- Passage:
Using ZFNet instead reaches bad performance

hyichao commented 7 years ago

Hi,

I'm new to SSD and currently trying to use ZFNet instead of VGG to be a base network, and add extra layer still. Unfortunately I could not even reach 50 mAP. I've look into some papers and get to know that even fast Yolo achieves 52.7

Has anybody make an attempt on some other base network and found something useful?

Thanks

PearlDzzz commented 7 years ago

@hyichao Hello, I want to use ZF instead of VGG too, but the training doesn't converge, and the loss fluctuates very greatly. Can you share your modification of model, or give me some advices?Thanks!

hyichao commented 7 years ago

Hi @ChristineRYY, Yes, I did found something useful.

write a py function ZFNetBody similar to VGGNetBody. I assume you have already wrote this but I just paste it here in case some one might need this information.

def ZFNetBody(net, from_layer, need_fc=True, fully_conv=False, reduced=False,
        dilated=False, nopool=False, dropout=True, freeze_layers=[]):
    kwargs = {
            'param': [dict(lr_mult=1, decay_mult=1), dict(lr_mult=2, decay_mult=0)],
            'weight_filler': dict(type='xavier'),
            'bias_filler': dict(type='constant', value=0)}

    assert from_layer in net.keys()

    net.conv1 = L.Convolution(net[from_layer], num_output=96, pad=3, kernel_size=7,stride=2, **kwargs)
    net.relu1 = L.ReLU(net.conv1, in_place=True)
    net.pool1 = L.Pooling(net.relu1, pool=P.Pooling.MAX, kernel_size=3, stride=2, pad=1)
    # net.norm1 = L.LRN(net.pool1, lrn_param=dict(local_size=3,alpha=0.00005,beta=0.75,norm_region=1,engine=1))

    net.conv2 = L.Convolution(net.pool1, num_output=256, pad=2, kernel_size=5,stride=2, **kwargs)
    net.relu2 = L.ReLU(net.conv2, in_place=True)
    net.pool2 = L.Pooling(net.relu2, pool=P.Pooling.MAX, kernel_size=3, stride=2, pad=1)
    # net.norm2 = L.LRN(net.pool2,lrn_param=dict(local_size=3,alpha=0.00005,beta=0.75,norm_region=1,engine=1))

    net.conv3 = L.Convolution(net.pool2, num_output=384, pad=1, kernel_size=3,stride=1, **kwargs)
    net.relu3 = L.ReLU(net.conv3, in_place=True)
    net.conv4 = L.Convolution(net.relu3, num_output=384, pad=1, kernel_size=3,stride=1, **kwargs)
    net.relu4 = L.ReLU(net.conv4, in_place=True)    
    net.conv5 = L.Convolution(net.relu4, num_output=256, pad=1, kernel_size=3,stride=1, **kwargs)
    net.relu5 = L.ReLU(net.conv5, in_place=True)   

    # Update freeze layers.
    kwargs['param'] = [dict(lr_mult=0, decay_mult=0), dict(lr_mult=0, decay_mult=0)]
    layers = net.keys()
    for freeze_layer in freeze_layers:
        if freeze_layer in layers:
            net.update(freeze_layer, kwargs)

    return net

I remove the LRN layer since it is useless....

download the ZFNet pretrain model. I found it in FRCNN repo.

- Provided data:
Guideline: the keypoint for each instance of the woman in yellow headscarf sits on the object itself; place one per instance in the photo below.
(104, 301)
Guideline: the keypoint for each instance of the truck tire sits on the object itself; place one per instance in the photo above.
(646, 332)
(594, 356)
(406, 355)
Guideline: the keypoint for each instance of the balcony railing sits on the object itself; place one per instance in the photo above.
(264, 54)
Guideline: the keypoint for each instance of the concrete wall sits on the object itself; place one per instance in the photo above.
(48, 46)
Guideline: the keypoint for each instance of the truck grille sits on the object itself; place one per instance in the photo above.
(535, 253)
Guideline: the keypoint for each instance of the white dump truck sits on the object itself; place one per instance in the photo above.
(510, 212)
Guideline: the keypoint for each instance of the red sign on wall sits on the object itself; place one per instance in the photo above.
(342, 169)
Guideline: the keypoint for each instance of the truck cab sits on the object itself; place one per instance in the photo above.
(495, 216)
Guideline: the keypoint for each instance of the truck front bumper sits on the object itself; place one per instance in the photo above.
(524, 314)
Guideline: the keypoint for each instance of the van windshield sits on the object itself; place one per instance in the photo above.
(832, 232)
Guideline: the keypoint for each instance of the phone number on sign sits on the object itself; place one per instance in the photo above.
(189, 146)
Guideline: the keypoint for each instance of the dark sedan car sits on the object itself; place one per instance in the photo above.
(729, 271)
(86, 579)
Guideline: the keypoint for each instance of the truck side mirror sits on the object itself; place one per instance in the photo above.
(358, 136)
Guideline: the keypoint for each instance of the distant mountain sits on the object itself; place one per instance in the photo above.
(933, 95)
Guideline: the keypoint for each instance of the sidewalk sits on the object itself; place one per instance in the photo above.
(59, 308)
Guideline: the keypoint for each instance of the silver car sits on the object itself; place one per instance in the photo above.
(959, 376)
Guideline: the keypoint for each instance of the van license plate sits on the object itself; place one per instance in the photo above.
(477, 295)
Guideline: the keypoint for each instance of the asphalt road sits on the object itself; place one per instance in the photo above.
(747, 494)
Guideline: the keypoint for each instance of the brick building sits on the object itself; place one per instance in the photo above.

- Goals:
[a] Answer these about the ZFNet thread:
(i) What score does the first post say fast Yolo achieves?
(ii) What num_output value is given for conv1 in the ZFNetBody function?
(iii) In which repo did hyichao find the ZFNet pretrain model?
[b] Can you duplicate the ZFNet thread, everything from "net.relu2 = L.ReLU(net.conv2, in_place=True)" down to "net.relu4 = L.ReLU(net.conv4, in_place=True)"?
[c] Can you go on with the forum thread about using ZFNet as the SSD base network, starting after its last line?

- Per-task answers:
[a]
(i) 52.7
(ii) 96
(iii) The FRCNN repo

[b]
net.relu2 = L.ReLU(net.conv2, in_place=True)
    net.pool2 = L.Pooling(net.relu2, pool=P.Pooling.MAX, kernel_size=3, stride=2, pad=1)
    # net.norm2 = L.LRN(net.pool2,lrn_param=dict(local_size=3,alpha=0.00005,beta=0.75,norm_region=1,engine=1))

    net.conv3 = L.Convolution(net.pool2, num_output=384, pad=1, kernel_size=3,stride=1, **kwargs)
    net.relu3 = L.ReLU(net.conv3, in_place=True)
    net.conv4 = L.Convolution(net.relu3, num_output=384, pad=1, kernel_size=3,stride=1, **kwargs)
    net.relu4 = L.ReLU(net.conv4, in_place=True)

[c]
modify the py script ssd_pascal.py In your case, "but the training doesn't converge, and the loss fluctuates very greatly", I suggest you add a scale factor in data transform parameter.

train_transform_param = {
        'mirror': True,
        'scale': 0.0078125,
        'mean_value': [104, 117, 123],
        'resize_param': {
                'prob': 1,
                'resize_mode': P.Resize.WARP,
                'height': resize_height,
                'width': resize_width,
                'interp_mode': [
                        P.Resize.LINEAR,
                        P.Resize.AREA,
                        P.Resize.NEAREST,
                        P.Resize.CUBIC,
                        P.Resize.LANCZOS4,
                        ],
                },
        'emit_constraint': {
            'emit_type': caffe_pb2.EmitConstraint.CENTER,
            }
        }
test_transform_param = {
        'scale': 0.0078125,
        'mean_value': [104, 117, 123],
        'resize_param': {
                'prob': 1,
                'resize_mode': P.Resize.WARP,
                'height': resize_height,
                'width': resize_width,
                'interp_mode': [P.Resize.LINEAR],
                },
        }

while 0.0078125 is the result of 1/128.0, which make the input from (-128,127) to (-1, +1).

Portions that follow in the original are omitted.